Antes limitado à bidimensionalidade do desenho

em planta, ganha corpo agora o que Wells Coates

denomina como ‘planejamento em seção’, no

qual a geometria organizativa controla o espaço

em todos os três eixos, podendo explorar novas

potencialidades tridimensionais.

A técnica foi batizada como “3-2 system” devido

ao fato que a cada três níveis alojavam-se dois

apartamentos. Entre outras vantagens, Coates,

salienta, principalmente, o planejamento racional e a

economia dos recursos materiais, possibilitando:

“a) Um tipo de acesso mais econômico que o

proporcionado pelas galerias tradicionais a cada

nível. As superfícies coletivas reduzem-se, além do

fato do elevador parar apenas a cada três pisos;

b) O estar do apartamento com uma altura maior

- um e meio pé direito de altura;

c) A flexibilidade, ao poder introduzir variações do

número de dormitórios e banheiros por apartamento,

já que o layout permitia modificar o número de

peças dos apartamentos sem grandes alterações nos

acessos ou na estrutura construtiva” [Architectural

Review, 1937]

O edifício podia diversificar a oferta permitindo

acoplar apartamentos de um, dois, três e até quatro

dormitórios.

Uma vez finalizado em 1939, o Palace Gate foi

publicado imediatamente na revista Architectural

Record [nov.,1939] e num dos primeiros números da

revista Arquitectura/México, gerando forte impacto

junto ao editor da revista, Mario Pani.

Entradas apresentadas:
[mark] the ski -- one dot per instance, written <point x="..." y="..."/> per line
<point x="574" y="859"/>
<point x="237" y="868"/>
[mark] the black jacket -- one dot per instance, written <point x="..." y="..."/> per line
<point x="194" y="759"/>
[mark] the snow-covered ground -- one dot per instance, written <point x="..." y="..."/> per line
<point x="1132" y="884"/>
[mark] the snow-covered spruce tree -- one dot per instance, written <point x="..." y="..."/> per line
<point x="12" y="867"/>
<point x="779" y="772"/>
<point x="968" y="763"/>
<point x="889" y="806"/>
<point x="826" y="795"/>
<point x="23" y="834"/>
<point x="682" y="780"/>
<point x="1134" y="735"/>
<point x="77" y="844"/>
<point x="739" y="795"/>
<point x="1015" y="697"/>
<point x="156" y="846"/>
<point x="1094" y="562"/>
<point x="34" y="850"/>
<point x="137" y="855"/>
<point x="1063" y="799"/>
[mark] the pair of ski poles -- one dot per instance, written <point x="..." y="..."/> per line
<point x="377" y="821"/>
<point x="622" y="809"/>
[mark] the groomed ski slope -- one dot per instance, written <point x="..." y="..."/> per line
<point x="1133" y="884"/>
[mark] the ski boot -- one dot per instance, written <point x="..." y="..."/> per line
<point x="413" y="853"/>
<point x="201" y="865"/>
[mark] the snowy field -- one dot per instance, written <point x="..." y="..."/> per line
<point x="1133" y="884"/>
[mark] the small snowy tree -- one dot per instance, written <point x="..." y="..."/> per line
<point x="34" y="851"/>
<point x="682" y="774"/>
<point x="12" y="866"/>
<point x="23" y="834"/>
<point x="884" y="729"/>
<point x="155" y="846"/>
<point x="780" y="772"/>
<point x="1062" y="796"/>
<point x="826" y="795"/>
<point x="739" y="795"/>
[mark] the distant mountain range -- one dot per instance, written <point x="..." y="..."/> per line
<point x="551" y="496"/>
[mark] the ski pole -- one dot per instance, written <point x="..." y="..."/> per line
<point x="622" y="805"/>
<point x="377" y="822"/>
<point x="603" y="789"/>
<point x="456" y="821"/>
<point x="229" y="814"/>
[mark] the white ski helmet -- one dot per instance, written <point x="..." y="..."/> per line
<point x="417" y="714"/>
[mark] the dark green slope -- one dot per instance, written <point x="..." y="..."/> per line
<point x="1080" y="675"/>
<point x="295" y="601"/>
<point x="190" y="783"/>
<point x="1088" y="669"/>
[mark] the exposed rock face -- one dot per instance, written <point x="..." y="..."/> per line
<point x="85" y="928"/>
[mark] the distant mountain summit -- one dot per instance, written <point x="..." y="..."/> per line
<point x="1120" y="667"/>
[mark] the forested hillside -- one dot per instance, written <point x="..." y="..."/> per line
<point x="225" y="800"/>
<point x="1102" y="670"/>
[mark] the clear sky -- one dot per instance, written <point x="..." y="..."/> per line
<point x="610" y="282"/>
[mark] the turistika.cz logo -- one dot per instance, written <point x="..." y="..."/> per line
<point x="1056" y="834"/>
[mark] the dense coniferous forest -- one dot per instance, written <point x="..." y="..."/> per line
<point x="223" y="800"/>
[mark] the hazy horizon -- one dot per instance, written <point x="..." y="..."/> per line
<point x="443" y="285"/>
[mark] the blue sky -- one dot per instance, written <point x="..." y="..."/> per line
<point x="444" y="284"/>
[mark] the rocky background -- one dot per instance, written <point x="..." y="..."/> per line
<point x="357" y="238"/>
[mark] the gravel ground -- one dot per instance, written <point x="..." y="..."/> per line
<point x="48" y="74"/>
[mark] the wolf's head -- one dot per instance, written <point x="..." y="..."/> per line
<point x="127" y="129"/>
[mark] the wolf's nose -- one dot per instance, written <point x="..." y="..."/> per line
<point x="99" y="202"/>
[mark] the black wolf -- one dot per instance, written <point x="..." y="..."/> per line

Problemas a resolver:
1. Traduza para o inglês a frase do texto sobre o Palace Gate: "O edifício podia diversificar a oferta permitindo acoplar apartamentos de um, dois, três e até quatro dormitórios."
2. Dê continuidade ao texto sobre o Palace Gate, escrevendo o que vem depois da última frase.
As entradas não têm papel algum nestas atividades.

As respostas:
1. The building could diversify its offering by allowing apartments with one, two, three, and even four bedrooms to be combined.

2.
Coates não explicitou outro fato importante presente

no Palace Gate, mas que foi observado na revista

mexicana: uma rede de circulação coletiva separava

funcionalmente usuários distintos. A revista registra

um sistema de passagens paralelo e hierarquizado:

um corredor fechado para proprietários e uma galeria

aberta para o serviço. Os proprietários utilizavam um

elevador frontal que acessava diretamente o corredor.

Os trabalhadores domésticos serviam-se do elevador

posterior de serviço que se abria ao pequeno bloco

trapezoidal, tendo que subir ou descer meio nível

para adentrar à cozinha. No caso dos apartamentos

localizados nos extremos do bloco, os trabalhadores

domésticos deviam circular pela galeria de serviço −que

é aberta− e descer ou subir meio nível pelas escadas

de incêndios, situadas nos extremos do bloco.

Figura 2: Planta nível mé-dio e intermédio e (esq.) e diferentes possibilidades das células do Palace Gate. Fonte: (esq.) Arquitectura/México, 1939, (dir.) Cantacuzino, p. 66.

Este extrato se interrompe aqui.